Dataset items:
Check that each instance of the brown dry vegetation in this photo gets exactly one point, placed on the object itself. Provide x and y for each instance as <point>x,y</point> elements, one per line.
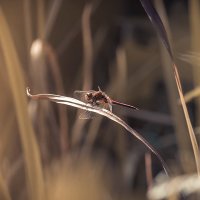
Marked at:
<point>46,151</point>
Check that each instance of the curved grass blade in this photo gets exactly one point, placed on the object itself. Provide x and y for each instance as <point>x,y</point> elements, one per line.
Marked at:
<point>101,111</point>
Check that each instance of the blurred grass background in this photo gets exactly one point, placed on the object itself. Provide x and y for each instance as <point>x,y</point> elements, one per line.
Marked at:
<point>56,46</point>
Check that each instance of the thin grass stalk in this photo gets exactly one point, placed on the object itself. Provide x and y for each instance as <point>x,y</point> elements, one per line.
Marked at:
<point>87,67</point>
<point>51,18</point>
<point>189,96</point>
<point>194,15</point>
<point>33,165</point>
<point>28,23</point>
<point>40,19</point>
<point>55,68</point>
<point>157,22</point>
<point>179,121</point>
<point>148,168</point>
<point>4,192</point>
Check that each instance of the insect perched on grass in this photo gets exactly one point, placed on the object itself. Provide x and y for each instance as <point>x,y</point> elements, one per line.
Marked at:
<point>99,99</point>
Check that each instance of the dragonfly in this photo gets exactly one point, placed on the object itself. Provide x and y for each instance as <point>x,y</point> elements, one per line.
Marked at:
<point>98,98</point>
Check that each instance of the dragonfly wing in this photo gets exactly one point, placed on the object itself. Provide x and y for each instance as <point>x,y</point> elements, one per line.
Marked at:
<point>84,114</point>
<point>80,94</point>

REQUIRED WORK: Recast these lines as a Markdown table with the columns "Row" and "Line", numbering each row and skipping blank lines. Leave the pictures out.

SOLUTION FOR THIS TASK:
| Row | Line |
|---|---|
| 1 | Check that each instance of the brown dry vegetation in this photo gets exactly one point, placed on the object itself. Provide x and y for each instance as <point>x,y</point> elements, one per line. |
| 2 | Marked at: |
| 3 | <point>46,151</point> |
| 4 | Check that each instance of the curved grass blade in this photo gets exactly one point, placed on the object itself. Provide x and y for each instance as <point>x,y</point> elements, one per line. |
| 5 | Marked at: |
| 6 | <point>101,111</point> |
| 7 | Check that each instance of the blurred grass background in this photo gets exactly one point, placed on the object itself. Provide x and y for each instance as <point>x,y</point> elements, one per line. |
| 8 | Marked at: |
| 9 | <point>56,46</point> |
| 10 | Check that each instance of the thin grass stalk in this photo gets exactly one point, placed on the object itself. Provide x and y for each instance as <point>x,y</point> elements, one per line. |
| 11 | Marked at: |
| 12 | <point>87,67</point> |
| 13 | <point>51,18</point> |
| 14 | <point>189,96</point> |
| 15 | <point>194,15</point> |
| 16 | <point>33,165</point> |
| 17 | <point>28,23</point> |
| 18 | <point>40,19</point> |
| 19 | <point>55,68</point> |
| 20 | <point>157,22</point> |
| 21 | <point>179,121</point> |
| 22 | <point>148,168</point> |
| 23 | <point>4,192</point> |
| 24 | Check that each instance of the insect perched on grass in this photo gets exactly one point, placed on the object itself. Provide x and y for each instance as <point>x,y</point> elements, one per line. |
| 25 | Marked at: |
| 26 | <point>99,99</point> |
| 27 | Check that each instance of the dragonfly in this photo gets exactly one point, placed on the object itself. Provide x and y for each instance as <point>x,y</point> elements, one per line. |
| 28 | Marked at: |
| 29 | <point>98,98</point> |
| 30 | Check that each instance of the dragonfly wing in this photo gets exactly one point, placed on the object itself. Provide x and y for each instance as <point>x,y</point> elements, one per line. |
| 31 | Marked at: |
| 32 | <point>84,114</point> |
| 33 | <point>80,94</point> |